Emily: Were there restaurants?

Chris: Very little. There was a bunch of older business that had been here a long time and a few of which still are here. The Mill Luncheonette was over, where it is ­— it’s now the Mill Korean Restaurant. In a strange twist the university asked that they keep, for some reason, on the menu an egg cream and a lime rickey. There were a lot of guys who had grown up in the neighborhood, and there was much more of an old-fashioned neighborhood feel to the place.

Over the last 30 years there's been big buildings coming in, a lot of people have moved up here because so many other areas of Manhattan are just unaffordable, and people have recognized it's a great neighborhood to live in. It's got Riverside Park on one side, Central Park on the other, the train is accessible, there's lots of grocery stores, it's relatively easy to get your kid in a decent school. There was a hiatus in civilization from 110th down to 86th Street, which is filling in.

Emily: So just a lot of vacancies?

Chris: Vacancies and less desirable housing. The businesses were not as productive, and I think the income levels were much lower. But it's just changed. More people have moved up and made this part of Manhattan a permanent and a desirable destination.

We now have, when you come down on a warm day, all the sidewalks just covered with cafés, it's almost like Paris now all over the place, both sides of the street. Everybody's doing well, there's people eating outside all the time.

The Columbia student used to be a hard scrabble kid and it was not that desirable a school in 1980. It was an Ivy League school but it was a place where you had to go into what was considered to many people, especially outside of New York, a dangerous location, a location strewn with pet waste and where your car could get broken into. It was a place where a Lou Reed-type of Ivy League kid might want to go. That changed. Now they're very wealthy kids. You can see kids, undergraduates, having lunch in the café with great regularity and sitting outside drinking. That used to be more like they could hardly afford to go to Tom's and get a grilled cheese.

Emily: Going back to your history, you've been on the Upper West Side for how many years now?

Chris: 30-ish. I live on 110th.

Emily: Are you nostalgic for the old days?

Chris: No.

Emily: Are you happy with the way things have shifted?

Chris: Yes. I really am. I think clearly there are some things that are less pleasant. Nobody was pleased to see the large number of corporate outlets, which have been deployed into our streetscapes, the banks and drugstores.

This was a community that had a lot more crime; it was a lot dirtier. You couldn't park your car and expect that it wasn't going to be broken into.

I'm a believer that this gentrification that we've had and the rising rents of both homes and businesses is in the end it's very good. I think we're on the right track and obviously there are some extremes. Some of the valuations of the properties, some of the rents that are being charged along Columbus Avenue, especially further down, are just outrageous.

Emily: Would you have raised your children here had the neighborhood not changed?

Chris: I'm not in an income bracket to really be able to make a lot of choices but I certainly chose not to commute. I didn't have to answer that question so … My children are only nine.

Emily: What's it been like raising them here?

Chris: We have no real liberty to give our children in the sense that we don't have a backyard for them, they don't have a place where they can be liberated to go hang out or run around. That's difficult. They have to be with us almost all the time. Their outdoor time in the city is limited to Riverside Park, Central Park. In order to get into the dirt, go hiking around, check out the forest, you really have to leave where we live.
*****
• INSTRUCTIONS TO FOLLOW: Please turn the interview paragraph that begins "Over the last 30 years" into a short bulleted list that keeps its main facts.

• Recorded data:
*****
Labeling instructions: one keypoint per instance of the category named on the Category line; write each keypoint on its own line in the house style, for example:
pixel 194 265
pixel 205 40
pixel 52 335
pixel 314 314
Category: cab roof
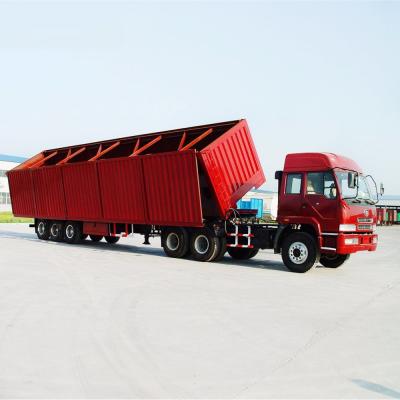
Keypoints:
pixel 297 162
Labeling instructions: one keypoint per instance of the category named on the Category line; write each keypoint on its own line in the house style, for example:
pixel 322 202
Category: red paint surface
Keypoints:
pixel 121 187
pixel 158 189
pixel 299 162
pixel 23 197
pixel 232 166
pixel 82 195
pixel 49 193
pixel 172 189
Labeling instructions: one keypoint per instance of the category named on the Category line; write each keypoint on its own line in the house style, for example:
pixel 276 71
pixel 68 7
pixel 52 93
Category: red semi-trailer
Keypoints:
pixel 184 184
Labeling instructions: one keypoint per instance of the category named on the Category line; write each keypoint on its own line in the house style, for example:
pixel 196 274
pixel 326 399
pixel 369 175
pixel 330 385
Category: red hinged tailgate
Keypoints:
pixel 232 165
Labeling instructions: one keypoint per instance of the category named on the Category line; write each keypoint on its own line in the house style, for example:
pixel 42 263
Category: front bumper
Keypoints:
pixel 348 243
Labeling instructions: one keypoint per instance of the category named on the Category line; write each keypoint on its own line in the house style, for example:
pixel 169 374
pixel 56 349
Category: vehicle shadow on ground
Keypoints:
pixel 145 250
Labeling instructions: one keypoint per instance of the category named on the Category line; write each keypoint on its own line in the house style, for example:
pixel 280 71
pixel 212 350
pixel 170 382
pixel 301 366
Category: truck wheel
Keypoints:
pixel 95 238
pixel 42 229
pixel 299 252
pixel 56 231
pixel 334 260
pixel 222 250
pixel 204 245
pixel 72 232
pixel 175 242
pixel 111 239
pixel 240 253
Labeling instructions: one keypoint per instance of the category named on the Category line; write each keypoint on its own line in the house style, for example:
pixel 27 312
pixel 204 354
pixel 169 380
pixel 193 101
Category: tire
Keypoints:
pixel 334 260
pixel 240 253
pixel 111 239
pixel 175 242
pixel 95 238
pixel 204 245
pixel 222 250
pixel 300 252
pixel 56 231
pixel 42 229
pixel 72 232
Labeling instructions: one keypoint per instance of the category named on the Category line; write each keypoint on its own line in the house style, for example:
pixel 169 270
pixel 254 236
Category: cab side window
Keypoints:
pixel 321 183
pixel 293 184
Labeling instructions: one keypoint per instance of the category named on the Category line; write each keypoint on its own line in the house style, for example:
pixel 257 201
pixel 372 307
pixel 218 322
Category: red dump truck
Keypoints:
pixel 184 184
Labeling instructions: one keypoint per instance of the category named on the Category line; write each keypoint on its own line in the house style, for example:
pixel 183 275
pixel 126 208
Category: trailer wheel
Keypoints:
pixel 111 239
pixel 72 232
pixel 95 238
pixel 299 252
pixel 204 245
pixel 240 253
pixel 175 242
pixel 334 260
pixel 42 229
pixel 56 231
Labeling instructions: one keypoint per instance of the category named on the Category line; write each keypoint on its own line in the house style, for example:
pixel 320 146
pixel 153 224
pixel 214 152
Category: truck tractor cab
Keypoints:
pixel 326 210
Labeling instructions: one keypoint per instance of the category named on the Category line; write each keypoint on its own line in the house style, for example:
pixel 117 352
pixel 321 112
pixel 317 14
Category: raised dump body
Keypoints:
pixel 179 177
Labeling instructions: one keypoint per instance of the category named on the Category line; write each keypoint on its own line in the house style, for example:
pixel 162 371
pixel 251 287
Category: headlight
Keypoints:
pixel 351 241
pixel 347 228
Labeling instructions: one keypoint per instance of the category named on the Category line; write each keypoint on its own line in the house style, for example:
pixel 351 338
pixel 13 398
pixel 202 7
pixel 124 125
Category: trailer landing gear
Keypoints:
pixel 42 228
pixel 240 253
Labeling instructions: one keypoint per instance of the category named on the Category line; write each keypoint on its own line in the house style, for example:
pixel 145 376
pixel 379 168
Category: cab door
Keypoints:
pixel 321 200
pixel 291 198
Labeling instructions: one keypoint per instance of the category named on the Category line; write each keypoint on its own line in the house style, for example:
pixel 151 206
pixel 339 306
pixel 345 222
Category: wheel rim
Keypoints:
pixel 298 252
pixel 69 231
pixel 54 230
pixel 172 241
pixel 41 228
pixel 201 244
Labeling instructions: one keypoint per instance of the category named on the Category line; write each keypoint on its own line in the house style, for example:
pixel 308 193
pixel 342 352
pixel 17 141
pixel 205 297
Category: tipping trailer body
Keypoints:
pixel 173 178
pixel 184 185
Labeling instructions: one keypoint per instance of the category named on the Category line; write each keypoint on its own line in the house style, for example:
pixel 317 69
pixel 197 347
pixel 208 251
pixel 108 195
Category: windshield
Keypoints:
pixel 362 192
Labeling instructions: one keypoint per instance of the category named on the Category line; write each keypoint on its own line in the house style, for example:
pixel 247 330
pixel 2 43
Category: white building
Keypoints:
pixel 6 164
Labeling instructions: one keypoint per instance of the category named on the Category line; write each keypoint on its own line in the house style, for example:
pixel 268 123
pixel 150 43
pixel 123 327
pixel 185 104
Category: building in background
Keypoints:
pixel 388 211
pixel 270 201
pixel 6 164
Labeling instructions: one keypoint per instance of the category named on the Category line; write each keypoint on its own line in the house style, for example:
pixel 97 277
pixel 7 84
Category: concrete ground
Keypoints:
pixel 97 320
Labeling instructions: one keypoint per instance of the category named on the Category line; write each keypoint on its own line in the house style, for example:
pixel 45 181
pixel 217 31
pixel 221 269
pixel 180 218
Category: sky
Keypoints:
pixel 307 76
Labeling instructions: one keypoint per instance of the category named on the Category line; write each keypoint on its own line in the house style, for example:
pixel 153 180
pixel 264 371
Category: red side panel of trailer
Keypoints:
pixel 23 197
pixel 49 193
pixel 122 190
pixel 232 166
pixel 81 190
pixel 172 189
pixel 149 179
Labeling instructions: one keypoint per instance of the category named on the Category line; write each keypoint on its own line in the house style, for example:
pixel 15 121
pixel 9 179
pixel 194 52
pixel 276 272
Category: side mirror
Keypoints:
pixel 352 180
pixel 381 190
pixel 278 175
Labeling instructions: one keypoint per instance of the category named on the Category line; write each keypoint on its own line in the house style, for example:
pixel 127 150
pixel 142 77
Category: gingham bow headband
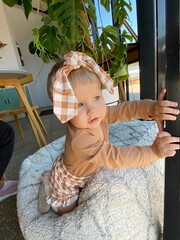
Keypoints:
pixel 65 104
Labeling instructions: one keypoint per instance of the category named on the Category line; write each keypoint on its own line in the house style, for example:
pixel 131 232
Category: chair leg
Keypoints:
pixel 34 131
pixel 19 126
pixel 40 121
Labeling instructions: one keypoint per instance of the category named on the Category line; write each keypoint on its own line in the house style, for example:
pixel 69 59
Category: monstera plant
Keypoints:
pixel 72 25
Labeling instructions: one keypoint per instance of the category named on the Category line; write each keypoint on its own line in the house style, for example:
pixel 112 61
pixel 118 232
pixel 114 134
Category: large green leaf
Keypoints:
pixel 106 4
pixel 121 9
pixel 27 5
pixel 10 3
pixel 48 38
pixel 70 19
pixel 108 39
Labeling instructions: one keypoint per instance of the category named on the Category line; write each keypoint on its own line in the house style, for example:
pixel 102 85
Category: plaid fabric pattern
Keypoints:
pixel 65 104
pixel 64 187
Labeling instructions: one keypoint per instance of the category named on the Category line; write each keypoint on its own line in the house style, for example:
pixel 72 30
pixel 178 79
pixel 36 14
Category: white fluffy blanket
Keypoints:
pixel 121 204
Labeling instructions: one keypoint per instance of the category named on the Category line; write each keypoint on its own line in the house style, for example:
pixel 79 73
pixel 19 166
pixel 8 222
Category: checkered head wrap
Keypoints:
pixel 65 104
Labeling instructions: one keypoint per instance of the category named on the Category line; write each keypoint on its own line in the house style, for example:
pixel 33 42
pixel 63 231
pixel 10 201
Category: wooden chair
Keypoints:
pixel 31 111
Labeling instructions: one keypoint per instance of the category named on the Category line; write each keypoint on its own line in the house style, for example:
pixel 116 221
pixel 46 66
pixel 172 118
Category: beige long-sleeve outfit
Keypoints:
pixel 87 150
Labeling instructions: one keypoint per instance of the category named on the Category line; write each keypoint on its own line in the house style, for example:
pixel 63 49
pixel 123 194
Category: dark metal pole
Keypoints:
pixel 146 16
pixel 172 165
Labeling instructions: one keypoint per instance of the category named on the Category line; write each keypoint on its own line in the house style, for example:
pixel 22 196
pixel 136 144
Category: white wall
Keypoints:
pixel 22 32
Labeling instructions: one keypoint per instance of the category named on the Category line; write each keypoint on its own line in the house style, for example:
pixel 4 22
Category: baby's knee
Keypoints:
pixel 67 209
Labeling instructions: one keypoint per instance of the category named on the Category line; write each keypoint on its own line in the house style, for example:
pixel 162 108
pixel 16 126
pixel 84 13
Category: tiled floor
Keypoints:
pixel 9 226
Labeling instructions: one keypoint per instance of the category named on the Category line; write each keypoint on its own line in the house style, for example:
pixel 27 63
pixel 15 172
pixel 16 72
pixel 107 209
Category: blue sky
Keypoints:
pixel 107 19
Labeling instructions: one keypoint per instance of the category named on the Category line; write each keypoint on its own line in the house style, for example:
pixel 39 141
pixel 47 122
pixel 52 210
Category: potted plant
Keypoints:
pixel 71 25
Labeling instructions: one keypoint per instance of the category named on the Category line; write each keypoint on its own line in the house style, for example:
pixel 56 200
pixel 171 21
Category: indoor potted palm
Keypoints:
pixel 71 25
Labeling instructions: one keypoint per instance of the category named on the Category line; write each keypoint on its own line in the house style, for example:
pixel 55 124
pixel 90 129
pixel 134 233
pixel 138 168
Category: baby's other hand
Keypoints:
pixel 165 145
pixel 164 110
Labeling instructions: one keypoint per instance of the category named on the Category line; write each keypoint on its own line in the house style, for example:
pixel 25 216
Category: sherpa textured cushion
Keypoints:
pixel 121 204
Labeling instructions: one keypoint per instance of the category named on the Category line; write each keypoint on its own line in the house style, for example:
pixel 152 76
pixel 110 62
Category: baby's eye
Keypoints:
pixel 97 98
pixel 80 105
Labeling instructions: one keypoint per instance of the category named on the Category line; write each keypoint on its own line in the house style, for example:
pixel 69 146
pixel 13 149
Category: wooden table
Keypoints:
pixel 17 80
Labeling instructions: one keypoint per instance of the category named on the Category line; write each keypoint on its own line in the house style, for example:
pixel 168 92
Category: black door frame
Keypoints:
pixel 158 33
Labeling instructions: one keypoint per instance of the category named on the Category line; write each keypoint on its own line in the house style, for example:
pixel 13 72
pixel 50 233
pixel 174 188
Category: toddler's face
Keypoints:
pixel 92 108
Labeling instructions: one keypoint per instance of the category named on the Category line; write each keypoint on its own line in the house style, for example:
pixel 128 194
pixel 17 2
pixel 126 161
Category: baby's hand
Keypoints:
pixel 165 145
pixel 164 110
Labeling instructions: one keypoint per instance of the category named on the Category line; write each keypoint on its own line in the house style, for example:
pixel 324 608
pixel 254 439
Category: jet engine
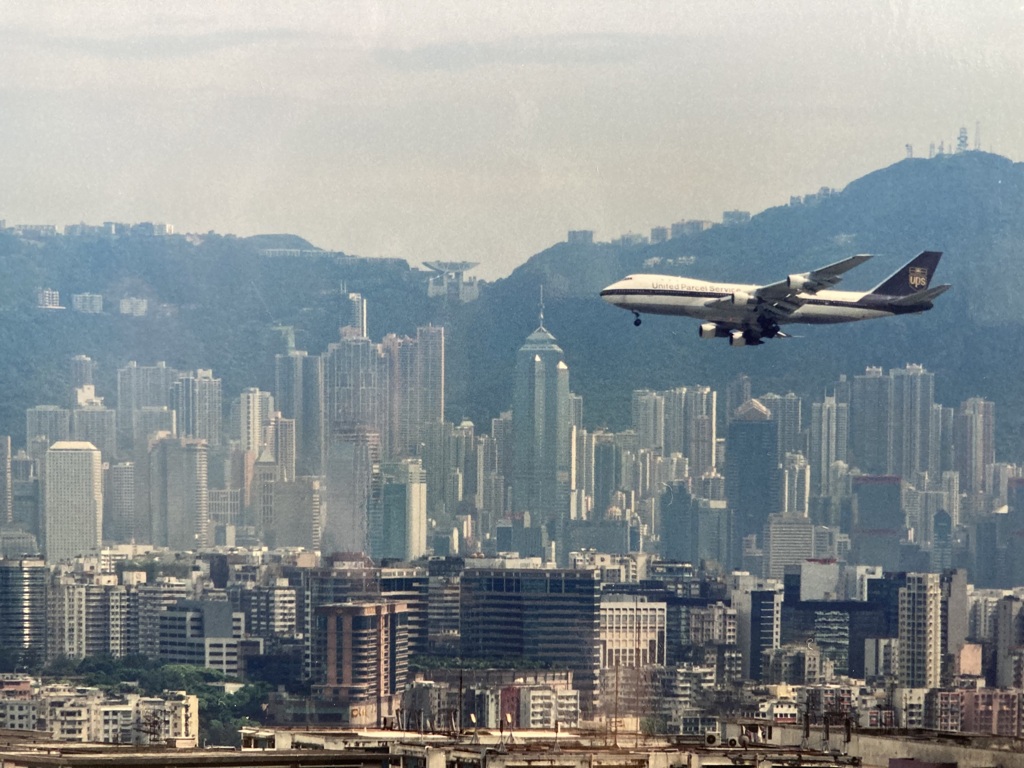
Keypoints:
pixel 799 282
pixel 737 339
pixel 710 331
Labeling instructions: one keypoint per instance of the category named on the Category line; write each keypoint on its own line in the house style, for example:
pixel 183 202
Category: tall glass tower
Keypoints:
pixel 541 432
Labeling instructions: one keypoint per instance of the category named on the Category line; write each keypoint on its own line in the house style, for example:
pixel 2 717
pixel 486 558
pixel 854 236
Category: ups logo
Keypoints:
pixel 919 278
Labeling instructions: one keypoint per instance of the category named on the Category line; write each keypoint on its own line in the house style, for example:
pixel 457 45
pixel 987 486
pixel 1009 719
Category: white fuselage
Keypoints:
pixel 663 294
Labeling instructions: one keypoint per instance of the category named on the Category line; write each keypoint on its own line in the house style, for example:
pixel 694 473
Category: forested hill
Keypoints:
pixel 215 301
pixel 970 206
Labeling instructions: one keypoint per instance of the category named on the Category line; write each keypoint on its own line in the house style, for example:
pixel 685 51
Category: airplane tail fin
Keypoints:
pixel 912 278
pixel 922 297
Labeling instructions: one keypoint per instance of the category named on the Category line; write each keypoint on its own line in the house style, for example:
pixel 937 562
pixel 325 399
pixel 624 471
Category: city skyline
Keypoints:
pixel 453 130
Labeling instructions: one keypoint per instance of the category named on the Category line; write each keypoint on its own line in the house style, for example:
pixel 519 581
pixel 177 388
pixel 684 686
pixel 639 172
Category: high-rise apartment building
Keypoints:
*****
• SOLUTION TO THIS PROBLEM:
- Over the last 30 years, big buildings have been going up.
- Many people have moved there because much of Manhattan is unaffordable.
- People have recognized it as a great neighborhood to live in.
- It sits between Riverside Park and Central Park.
- It has easy train access and many grocery stores.
- Getting a child into a decent school is relatively easy.
- The once-empty stretch from 110th down to 86th Street is filling in.